(Stored data entries)
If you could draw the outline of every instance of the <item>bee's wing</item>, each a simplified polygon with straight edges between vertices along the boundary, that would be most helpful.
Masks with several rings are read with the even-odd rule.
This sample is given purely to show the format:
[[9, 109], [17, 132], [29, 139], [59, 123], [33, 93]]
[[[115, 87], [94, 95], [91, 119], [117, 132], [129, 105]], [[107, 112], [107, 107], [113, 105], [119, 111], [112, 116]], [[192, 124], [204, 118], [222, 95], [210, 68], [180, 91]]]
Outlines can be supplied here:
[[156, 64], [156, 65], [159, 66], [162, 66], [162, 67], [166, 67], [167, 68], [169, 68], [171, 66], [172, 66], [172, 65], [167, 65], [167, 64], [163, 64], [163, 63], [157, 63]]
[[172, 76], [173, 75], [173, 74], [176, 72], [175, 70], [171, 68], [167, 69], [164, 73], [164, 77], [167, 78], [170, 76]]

==

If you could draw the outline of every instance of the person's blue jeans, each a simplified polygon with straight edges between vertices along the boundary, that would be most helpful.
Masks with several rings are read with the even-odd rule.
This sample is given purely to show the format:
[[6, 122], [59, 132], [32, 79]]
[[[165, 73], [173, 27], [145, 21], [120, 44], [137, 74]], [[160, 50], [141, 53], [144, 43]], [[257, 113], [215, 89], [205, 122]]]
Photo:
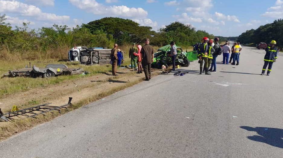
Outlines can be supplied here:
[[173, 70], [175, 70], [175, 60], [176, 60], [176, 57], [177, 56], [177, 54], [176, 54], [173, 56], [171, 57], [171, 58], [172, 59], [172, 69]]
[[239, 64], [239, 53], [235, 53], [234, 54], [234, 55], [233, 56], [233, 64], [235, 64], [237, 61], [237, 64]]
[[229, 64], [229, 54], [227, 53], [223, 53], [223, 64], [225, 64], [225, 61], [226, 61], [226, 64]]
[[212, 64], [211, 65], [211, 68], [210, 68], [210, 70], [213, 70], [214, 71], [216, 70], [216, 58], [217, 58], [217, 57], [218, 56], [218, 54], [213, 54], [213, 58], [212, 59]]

◆ WHAT NEEDS TO BE DONE:
Retype the records verbatim, starting at the line that contains "of the person's" and ending at the line that contains "61], [226, 64]]", with both of those lines included. Leave the pictures out of your answer.

◆ SOLUTION FOR THIS TASK:
If you could draw the outline of every instance of the person's blue jeans, each a simplified polygon with straight edges between vertices along the boundary, that would be most helpful.
Masks with several rings are read with the even-odd rule.
This sample is given purely to show the format:
[[6, 122], [59, 132], [32, 79]]
[[[165, 73], [173, 27], [145, 21], [120, 44], [137, 74]], [[160, 50], [141, 53], [144, 43]], [[257, 113], [215, 89], [205, 122]]]
Photo:
Outlines can be supplied here:
[[173, 70], [175, 70], [175, 60], [176, 60], [176, 57], [177, 56], [177, 54], [176, 54], [173, 56], [171, 57], [171, 58], [172, 59], [172, 69]]
[[239, 64], [239, 53], [235, 53], [234, 54], [234, 55], [233, 56], [233, 64], [235, 64], [237, 61], [237, 64]]
[[229, 64], [229, 54], [227, 53], [223, 53], [223, 64], [225, 64], [225, 61], [226, 61], [226, 64]]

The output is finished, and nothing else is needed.